### [Texte de la page]

=-=-=

Mais il est deux manières d’envisager le champ des dualités : l’une consiste à voir dans les « pôles » des forces divergentes et contradictoires ; l’autre, à y voir des forces convergentes et complémentaires. En d’autres termes, les contraires peuvent être vus comme inconciliables, et cette perspective conduit au dualisme moderne, déjà en germe dans le radicalisme chrétien opposant Dieu et le Diable [1] ; ou comme réconciliables parce que jamais vraiment séparés, tels que les considère le non-dualisme oriental. Toute l’ambiguïté de la contingence est là, qui permet soit d’accroître et d’accentuer les scissions jusqu’à pulvérisation de la réalité, soit de les dépasser et de les réintégrer dans l’Unité suprême.

L’homme des temps présents a adopté la première de ces attitudes, se condamnant à un nombre toujours accru de cloisonnements sociaux, raciaux, politiques, administratifs, et de fragmentations intellectuelles et religieuses ; à une complexification tantôt éclatée en arborescences anarchiques, tantôt artificiellement maintenue dans le corset des mesures contraignantes, et dont le paroxysme, matérialisé dans la fission de l’atome, laisse à penser que l’ultime phase de disjonction d’avec le Principe a été atteint.. De telles démarcations, (murailles de béton ou clôtures invisibles), ne rendent pas seulement la vie insupportable, — combien de romans élisent pour thème l’incommunicabilité, la solitude dans la foule ! — elles suscitent encore des situations conflictuelles permanentes et insolubles, promues au rang de normalités auxquelles s’adapter pour survivre ; elles sécrètent un climat d’hostilité et de concurrence moins stimulantes que à long terme, stérilisantes. Or, c’est un fait d’expérience qu’à mesure que l’on descend dans le règne animal, les modèles de comportement apparaissent plus rigides et compartimentés. En revanche, plus un être est « cultivé », « civilisé », moins soumis par conséquent à la pression d’affects primitifs, plus il acquiert souplesse et disponibilité, vocation à l’échange, ouverture à l’autre.

=-=-=

(Extraits de données d'annotation par points)

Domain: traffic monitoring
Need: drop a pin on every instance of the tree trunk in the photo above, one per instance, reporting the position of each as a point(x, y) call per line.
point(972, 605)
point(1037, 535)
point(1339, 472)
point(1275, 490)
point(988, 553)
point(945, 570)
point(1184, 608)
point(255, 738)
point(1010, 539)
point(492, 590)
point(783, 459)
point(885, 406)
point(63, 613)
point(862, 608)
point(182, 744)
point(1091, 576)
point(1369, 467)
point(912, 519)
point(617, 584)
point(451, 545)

=-=-=

### [Consigne]
D'après le texte sur les dualités, pourquoi le non-dualisme oriental tient-il les contraires pour réconciliables ? Répondez en une à trois phrases.

### [Réponse]
Le non-dualisme oriental tient les contraires pour réconciliables parce qu'ils ne sont jamais vraiment séparés. Cette vision s'oppose à celle qui voit dans les pôles des forces inconciliables et qui conduit au dualisme moderne.